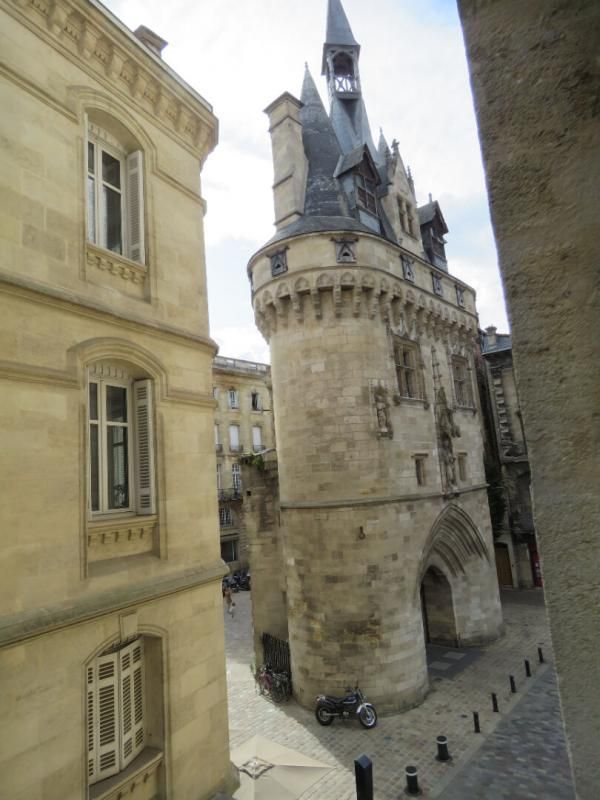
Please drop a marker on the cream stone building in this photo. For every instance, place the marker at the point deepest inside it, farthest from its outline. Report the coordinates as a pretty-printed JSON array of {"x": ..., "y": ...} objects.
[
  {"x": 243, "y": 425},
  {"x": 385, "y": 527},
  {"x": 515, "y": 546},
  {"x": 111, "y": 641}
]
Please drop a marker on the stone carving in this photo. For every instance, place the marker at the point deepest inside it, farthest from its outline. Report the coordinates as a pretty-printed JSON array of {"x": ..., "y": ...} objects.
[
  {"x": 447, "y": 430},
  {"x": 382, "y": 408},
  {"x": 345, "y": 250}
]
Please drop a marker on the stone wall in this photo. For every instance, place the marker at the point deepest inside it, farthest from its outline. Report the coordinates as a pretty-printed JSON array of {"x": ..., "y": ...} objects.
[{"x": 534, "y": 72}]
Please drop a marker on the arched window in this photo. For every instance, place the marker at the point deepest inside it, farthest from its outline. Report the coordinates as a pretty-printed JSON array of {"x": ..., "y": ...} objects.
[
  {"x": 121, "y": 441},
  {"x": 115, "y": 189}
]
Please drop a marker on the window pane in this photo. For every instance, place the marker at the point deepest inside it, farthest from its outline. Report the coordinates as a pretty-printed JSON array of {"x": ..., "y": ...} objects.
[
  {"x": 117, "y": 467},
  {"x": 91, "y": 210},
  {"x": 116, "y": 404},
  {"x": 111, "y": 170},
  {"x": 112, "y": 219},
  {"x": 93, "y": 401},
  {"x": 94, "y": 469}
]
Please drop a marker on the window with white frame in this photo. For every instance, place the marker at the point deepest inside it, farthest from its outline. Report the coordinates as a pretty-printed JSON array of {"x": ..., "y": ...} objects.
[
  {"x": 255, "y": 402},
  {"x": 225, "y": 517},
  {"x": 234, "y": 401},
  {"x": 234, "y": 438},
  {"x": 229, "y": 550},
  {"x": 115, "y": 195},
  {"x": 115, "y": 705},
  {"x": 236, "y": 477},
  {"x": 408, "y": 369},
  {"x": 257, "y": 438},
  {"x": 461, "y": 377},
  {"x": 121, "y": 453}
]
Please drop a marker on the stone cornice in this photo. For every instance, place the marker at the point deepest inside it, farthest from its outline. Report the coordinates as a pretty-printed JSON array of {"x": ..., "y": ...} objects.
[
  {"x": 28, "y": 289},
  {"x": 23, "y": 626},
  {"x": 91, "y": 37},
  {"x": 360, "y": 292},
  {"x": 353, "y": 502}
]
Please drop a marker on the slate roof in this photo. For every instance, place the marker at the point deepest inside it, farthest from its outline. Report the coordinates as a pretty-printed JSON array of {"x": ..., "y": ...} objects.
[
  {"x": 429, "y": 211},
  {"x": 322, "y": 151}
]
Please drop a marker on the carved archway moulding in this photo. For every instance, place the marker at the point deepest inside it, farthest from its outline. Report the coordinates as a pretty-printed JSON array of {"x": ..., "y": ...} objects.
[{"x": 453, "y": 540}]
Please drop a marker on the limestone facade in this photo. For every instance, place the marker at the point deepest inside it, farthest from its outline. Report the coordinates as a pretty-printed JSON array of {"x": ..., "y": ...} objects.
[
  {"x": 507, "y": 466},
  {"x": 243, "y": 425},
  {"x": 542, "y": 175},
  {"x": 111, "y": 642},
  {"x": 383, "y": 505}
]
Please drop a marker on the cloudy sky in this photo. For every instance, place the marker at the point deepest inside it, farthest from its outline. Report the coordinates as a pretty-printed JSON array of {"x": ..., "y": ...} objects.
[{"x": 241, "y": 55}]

* Given exercise: Return exactly, and only, the line containing "Please drop a marker on the stone cornice" and every line after it through the end of the material.

* Answer:
Please drop a marker on the stone cornice in this photo. For every instance, place the marker at the point deepest inside it, farthest from its outline. Report the coordinates as a pretty-printed JSON array of {"x": ..., "y": ...} objects.
[
  {"x": 28, "y": 289},
  {"x": 23, "y": 626},
  {"x": 91, "y": 37},
  {"x": 360, "y": 292},
  {"x": 353, "y": 502}
]
Please drop a marker on the slate roof in this photo. For every instance, place the marker at the point deepest inside it, farthest from its outline. Report the coordinates as a pretty-printed JSON array of {"x": ..., "y": ...} objects.
[
  {"x": 429, "y": 211},
  {"x": 322, "y": 151}
]
Please drop a marker on the carved archway moulding in this photo. For every instance, place the marker at the point deepest inside it, farthest from its outline. Report the coordinates as a pretty-printed JSON array of {"x": ..., "y": ...} objects.
[{"x": 453, "y": 540}]
Please drop a marker on the limestone facade in this photo. For every instance, place the marker at the point deepest inside it, farthest from its outline. Report the coordinates as a pretty-printed JSON array of {"x": ..., "y": ...} objects.
[
  {"x": 507, "y": 466},
  {"x": 243, "y": 425},
  {"x": 542, "y": 175},
  {"x": 111, "y": 642},
  {"x": 383, "y": 505}
]
Please drop a marker on the cloudy sky in this photo. For every instance, place the marker at the point deepest inside it, farthest from its outline. Report the coordinates as a pretty-printed JSON array of {"x": ..., "y": ...} objects.
[{"x": 241, "y": 55}]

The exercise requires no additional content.